→ ARTICLE:
************
On a related note... monsters. Do you prefer to portray them as true races/species, or unique entities? Is there an entire race of hydras out there, or just the one until Hercules kills it? Which, do you suppose, makes for the better fantasy campaign (of any sub-genre you like to talk about)?

Is Parsimoniously-Kitchen-Sink-ish an option?

For PC races, I am usually...let me clarify, "by today's standards" it seems I would be considered fairly restrictive...in the sense of what I allow as a PC, I mean. Though I may sommmetimes be talked into an "unusual" choice if you can give me a good reason.

An example of not giving me a good reason usually goes a little something like this:
Player: "Are there <insert random race here> on this world?"
DM/Me: Maybe.
Player: "I wanna play a <insert -drow/gnoll/wilden/dragon-bore/eladrin/half-dragon-ogre with purple fire for hair or any hundreds of other races- here> cuz I think it'd be soooo cool...She's an outcast...and kinda a loner...AND..."
Me: STOP! Just stop right there. The answer is no. Why does this character concept have to be that particular race?
************
→ WHAT YOU HAVE TO DO: Please write out the post on fantasy races word for word, starting with "For PC races, I" and going on through "that particular race?". The records were taken from a separate source.
************
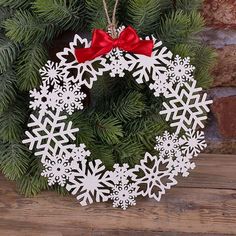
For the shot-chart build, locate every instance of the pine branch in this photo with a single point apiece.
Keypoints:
(31, 183)
(86, 132)
(25, 27)
(5, 13)
(8, 53)
(128, 151)
(188, 5)
(31, 59)
(7, 89)
(104, 153)
(14, 159)
(108, 129)
(63, 13)
(16, 3)
(143, 15)
(12, 121)
(128, 106)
************
→ FINAL ANSWER:
For PC races, I am usually...let me clarify, "by today's standards" it seems I would be considered fairly restrictive...in the sense of what I allow as a PC, I mean. Though I may sommmetimes be talked into an "unusual" choice if you can give me a good reason.

An example of not giving me a good reason usually goes a little something like this:
Player: "Are there <insert random race here> on this world?"
DM/Me: Maybe.
Player: "I wanna play a <insert -drow/gnoll/wilden/dragon-bore/eladrin/half-dragon-ogre with purple fire for hair or any hundreds of other races- here> cuz I think it'd be soooo cool...She's an outcast...and kinda a loner...AND..."
Me: STOP! Just stop right there. The answer is no. Why does this character concept have to be that particular race?